WHAT IS EXPECTED: For the post below about The Scotch and Vine, decide whether each statement agrees with it, answering yes or no and quoting the deciding words: (a) the restaurant occupies the former home of Butler Bar and Grill; (b) the restaurant features live jazz on weekdays; (c) more than 70 wines are available by the glass.
(SOURCE DOCUMENT begins)
Tuesday, June 28, 2011

DES MOINES, WA: The Scotch and Vine is Open for Business!

EDITOR'S NOTE: The Scotch and Vine closed its doors on June 14, 2017.

The Scotch and Vine is now open in downtown Des Moines. And as proprietors Dave and Jill intended, it’s like no other restaurant in town.

My wife and I have been to The Scotch and Vine several times since its “soft opening” on June 8 and enjoy it more with each visit.

As one of the first to belly up to their bar at the soft opening, I was very impressed with the changes they’d made to the former home of Butler Bar and Grill. The interior is lighter and brighter, the décor more refined, and the acoustics have been tamed to better showcase the live jazz they feature on weekends.
I’m unsure of the source but someone said that, on the day it opened, The Scotch and Vine already had the third-largest selection of scotches in Seattle. I can’t vouch for the ranking, but I can vouch for a remarkable (and growing) selection.

From basics like Glenlivet and Glenfiddich to the more uncommon, the scotch selection is striking! While my absolute all-time favorite is 16-year-old Lagavulin (which of course they have), I’ve also been impressed by many other offerings, including cask-strength Laphroaig (at 115.6 proof!).

The wine selection is also impressive, boasting over 70 varieties including about 30 that are available by the glass. They also have more than a half-dozen local beers on tap, but none that you’ll find at other restaurants along Marine View Drive.
(SOURCE DOCUMENT ends)
(ENTRIES PROVIDED begins)
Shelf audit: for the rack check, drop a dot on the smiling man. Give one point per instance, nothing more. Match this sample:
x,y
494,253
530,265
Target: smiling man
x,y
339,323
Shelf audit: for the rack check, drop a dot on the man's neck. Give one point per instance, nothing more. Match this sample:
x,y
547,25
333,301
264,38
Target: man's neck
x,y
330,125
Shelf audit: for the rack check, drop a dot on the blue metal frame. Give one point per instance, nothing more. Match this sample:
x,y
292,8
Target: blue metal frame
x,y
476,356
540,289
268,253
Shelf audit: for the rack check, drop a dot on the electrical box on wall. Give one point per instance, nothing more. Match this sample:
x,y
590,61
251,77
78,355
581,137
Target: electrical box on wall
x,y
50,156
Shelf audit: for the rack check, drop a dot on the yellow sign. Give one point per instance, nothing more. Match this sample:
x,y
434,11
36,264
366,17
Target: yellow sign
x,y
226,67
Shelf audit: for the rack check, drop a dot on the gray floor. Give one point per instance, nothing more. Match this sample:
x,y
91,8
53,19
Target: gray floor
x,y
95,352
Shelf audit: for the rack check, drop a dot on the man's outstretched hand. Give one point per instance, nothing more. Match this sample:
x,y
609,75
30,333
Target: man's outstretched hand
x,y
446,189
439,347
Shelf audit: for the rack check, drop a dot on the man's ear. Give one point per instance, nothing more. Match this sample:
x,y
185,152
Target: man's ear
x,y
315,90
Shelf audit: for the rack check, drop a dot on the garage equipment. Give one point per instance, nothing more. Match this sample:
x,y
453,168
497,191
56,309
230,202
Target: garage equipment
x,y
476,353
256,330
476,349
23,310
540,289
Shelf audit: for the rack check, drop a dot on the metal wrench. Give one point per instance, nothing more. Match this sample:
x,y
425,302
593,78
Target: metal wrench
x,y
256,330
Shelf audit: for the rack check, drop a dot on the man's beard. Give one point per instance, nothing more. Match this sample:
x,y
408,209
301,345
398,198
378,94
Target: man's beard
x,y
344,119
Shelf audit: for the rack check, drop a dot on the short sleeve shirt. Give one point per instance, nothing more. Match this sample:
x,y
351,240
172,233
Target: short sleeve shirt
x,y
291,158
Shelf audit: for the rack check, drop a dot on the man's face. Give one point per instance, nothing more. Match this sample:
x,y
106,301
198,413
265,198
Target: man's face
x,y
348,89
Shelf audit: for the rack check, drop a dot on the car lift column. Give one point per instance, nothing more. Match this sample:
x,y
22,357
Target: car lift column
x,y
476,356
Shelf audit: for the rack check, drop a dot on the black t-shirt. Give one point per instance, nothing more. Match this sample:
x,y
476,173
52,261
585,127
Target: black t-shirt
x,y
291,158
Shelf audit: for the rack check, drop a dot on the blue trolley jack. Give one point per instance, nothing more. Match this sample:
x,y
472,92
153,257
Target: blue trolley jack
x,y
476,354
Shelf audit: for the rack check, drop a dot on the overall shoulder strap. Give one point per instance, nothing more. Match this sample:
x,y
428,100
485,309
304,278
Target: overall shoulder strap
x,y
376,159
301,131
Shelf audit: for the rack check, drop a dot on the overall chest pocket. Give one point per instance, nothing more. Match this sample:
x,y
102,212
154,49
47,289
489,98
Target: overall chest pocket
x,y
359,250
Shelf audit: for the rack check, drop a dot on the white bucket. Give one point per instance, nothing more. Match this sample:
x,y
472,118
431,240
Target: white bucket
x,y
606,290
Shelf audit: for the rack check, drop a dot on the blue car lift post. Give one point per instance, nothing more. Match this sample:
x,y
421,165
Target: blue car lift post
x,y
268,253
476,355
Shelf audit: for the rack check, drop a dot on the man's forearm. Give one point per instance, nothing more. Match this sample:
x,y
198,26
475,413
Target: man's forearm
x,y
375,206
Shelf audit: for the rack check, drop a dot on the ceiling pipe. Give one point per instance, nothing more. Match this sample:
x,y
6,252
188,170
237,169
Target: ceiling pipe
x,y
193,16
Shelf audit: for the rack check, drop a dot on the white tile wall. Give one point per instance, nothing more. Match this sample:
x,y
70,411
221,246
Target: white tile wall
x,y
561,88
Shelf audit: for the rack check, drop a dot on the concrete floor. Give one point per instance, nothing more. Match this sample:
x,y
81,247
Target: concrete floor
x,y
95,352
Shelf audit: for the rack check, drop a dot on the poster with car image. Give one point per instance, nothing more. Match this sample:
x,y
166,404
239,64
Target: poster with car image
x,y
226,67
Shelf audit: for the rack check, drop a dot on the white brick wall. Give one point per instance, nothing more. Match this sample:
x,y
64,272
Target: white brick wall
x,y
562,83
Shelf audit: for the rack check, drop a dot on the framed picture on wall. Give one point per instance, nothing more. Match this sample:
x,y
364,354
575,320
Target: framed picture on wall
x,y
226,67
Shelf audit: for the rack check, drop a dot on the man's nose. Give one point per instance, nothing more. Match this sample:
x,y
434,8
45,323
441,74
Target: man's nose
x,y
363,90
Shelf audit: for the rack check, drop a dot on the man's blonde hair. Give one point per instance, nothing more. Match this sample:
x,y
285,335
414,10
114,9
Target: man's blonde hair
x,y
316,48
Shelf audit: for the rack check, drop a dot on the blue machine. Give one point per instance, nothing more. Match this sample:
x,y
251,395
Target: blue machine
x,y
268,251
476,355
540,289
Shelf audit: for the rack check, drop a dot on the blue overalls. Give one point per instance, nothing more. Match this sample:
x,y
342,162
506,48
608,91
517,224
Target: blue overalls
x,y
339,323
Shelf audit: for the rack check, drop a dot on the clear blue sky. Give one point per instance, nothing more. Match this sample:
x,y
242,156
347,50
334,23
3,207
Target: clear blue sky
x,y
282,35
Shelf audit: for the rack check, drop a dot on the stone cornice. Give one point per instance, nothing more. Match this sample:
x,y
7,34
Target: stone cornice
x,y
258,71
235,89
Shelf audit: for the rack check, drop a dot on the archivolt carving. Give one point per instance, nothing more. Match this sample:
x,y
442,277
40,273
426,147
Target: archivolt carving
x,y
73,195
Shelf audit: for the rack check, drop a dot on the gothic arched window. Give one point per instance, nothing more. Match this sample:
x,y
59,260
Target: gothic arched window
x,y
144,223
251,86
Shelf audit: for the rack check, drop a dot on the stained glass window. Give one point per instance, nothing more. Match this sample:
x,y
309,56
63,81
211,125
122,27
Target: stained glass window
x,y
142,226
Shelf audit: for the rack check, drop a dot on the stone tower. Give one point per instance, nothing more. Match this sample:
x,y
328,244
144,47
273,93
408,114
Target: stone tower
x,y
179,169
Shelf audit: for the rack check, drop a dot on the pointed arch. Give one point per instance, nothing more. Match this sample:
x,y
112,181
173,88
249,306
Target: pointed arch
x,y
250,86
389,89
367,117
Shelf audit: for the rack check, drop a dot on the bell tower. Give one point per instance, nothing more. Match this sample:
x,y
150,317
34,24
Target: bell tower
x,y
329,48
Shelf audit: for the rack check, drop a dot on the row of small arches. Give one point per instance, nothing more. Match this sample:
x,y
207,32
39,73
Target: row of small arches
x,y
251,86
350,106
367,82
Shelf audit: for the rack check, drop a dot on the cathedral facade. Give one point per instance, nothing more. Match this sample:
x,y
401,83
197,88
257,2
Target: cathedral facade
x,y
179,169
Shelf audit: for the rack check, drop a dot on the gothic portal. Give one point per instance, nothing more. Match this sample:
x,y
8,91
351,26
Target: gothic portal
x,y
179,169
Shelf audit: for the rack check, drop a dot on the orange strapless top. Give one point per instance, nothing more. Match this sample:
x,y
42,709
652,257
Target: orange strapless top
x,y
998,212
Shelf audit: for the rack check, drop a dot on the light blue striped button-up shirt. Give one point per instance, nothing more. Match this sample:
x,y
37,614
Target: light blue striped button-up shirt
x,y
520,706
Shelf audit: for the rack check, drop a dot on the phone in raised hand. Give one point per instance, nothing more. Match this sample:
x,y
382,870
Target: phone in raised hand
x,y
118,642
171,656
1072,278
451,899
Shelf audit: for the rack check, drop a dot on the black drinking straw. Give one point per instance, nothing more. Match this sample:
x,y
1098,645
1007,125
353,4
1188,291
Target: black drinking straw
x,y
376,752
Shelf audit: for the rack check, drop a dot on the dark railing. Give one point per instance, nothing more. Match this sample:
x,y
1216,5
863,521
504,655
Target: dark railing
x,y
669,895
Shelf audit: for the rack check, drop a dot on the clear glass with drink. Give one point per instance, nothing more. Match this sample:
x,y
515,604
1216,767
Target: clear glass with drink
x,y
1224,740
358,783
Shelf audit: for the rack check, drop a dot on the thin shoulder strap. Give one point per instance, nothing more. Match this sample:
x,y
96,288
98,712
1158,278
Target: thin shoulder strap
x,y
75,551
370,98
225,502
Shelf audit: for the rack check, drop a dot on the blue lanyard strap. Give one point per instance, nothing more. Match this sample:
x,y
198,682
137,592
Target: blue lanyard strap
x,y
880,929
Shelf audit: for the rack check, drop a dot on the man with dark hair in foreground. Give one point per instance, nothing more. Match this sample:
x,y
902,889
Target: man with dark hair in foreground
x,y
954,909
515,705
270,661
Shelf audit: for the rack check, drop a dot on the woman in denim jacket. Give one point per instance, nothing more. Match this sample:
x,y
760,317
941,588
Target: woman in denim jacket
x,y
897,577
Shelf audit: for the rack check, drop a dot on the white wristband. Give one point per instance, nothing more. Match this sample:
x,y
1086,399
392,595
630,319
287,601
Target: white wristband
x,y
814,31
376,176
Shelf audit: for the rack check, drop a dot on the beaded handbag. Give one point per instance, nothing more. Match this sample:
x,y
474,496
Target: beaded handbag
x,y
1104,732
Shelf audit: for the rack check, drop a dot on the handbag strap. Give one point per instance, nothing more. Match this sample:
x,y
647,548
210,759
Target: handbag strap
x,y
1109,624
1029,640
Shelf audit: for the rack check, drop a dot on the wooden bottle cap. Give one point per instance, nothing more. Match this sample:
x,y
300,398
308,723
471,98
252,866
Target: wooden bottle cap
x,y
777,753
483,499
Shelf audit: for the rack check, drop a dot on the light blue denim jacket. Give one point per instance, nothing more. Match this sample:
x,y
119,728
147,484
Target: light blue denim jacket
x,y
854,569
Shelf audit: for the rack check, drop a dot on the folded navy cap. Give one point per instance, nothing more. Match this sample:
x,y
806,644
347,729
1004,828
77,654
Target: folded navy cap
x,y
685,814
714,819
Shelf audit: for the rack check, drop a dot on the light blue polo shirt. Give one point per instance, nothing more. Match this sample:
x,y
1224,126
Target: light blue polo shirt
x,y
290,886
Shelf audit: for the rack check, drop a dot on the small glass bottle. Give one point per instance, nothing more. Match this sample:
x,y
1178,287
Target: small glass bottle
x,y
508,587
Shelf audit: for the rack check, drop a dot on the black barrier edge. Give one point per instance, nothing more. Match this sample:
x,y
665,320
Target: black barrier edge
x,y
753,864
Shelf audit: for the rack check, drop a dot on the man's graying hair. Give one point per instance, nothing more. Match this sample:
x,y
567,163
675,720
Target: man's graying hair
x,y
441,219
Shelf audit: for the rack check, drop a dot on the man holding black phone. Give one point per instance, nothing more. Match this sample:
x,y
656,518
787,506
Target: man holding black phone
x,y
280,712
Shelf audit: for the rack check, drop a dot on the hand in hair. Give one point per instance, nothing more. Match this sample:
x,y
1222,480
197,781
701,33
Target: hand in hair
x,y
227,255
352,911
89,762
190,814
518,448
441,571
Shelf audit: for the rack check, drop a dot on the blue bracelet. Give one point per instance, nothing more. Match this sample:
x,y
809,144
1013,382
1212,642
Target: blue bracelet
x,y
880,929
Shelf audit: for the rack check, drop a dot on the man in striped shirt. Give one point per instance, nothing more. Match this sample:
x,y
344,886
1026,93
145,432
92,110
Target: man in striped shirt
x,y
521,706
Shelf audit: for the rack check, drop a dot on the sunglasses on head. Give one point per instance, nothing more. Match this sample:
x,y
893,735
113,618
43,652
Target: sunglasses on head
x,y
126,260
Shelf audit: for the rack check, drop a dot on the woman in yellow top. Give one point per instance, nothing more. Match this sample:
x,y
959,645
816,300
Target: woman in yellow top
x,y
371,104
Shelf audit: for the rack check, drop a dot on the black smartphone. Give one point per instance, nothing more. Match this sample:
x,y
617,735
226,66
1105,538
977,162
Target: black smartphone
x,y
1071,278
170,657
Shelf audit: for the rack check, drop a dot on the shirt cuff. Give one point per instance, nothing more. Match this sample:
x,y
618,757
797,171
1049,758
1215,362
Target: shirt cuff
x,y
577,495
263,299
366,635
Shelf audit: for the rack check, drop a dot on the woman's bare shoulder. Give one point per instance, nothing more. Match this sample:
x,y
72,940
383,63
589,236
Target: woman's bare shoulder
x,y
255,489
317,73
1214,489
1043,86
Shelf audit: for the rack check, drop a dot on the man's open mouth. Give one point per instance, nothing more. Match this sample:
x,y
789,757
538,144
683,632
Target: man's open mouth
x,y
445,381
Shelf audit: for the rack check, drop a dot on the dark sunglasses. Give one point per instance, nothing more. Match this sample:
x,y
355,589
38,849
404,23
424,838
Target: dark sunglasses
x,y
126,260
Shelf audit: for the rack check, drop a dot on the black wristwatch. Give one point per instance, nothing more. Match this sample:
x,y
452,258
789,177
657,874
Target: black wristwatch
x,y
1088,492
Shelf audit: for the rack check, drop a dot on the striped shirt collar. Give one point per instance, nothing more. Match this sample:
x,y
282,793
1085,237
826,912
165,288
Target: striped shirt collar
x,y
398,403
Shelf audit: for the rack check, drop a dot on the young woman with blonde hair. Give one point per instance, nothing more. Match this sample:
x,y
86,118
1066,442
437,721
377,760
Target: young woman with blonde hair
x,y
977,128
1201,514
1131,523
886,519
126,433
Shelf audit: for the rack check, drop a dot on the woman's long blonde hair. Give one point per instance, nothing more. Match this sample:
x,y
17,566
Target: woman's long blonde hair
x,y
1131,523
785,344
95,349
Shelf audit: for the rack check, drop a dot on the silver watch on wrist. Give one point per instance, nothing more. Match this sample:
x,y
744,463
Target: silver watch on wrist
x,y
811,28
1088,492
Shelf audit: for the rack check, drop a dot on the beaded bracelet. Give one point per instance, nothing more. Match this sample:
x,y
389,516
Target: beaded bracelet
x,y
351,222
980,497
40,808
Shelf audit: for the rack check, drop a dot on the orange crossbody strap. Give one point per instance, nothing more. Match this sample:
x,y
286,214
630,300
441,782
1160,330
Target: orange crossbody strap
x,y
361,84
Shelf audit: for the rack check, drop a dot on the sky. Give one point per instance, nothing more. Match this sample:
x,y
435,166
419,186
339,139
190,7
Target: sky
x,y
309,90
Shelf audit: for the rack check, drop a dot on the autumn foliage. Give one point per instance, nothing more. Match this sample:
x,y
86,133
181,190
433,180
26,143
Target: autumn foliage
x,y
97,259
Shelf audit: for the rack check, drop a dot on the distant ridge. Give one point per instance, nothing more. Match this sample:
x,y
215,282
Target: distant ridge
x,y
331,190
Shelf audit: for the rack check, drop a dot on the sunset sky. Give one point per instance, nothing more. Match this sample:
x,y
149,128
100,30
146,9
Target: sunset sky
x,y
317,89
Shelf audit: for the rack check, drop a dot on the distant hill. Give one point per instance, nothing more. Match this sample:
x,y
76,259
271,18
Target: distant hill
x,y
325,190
(ENTRIES PROVIDED ends)
SOLVED EXERCISE:
(a) Yes: "the former home of Butler Bar and Grill"
(b) No: "the live jazz they feature on weekends"
(c) No: "about 30 that are available by the glass"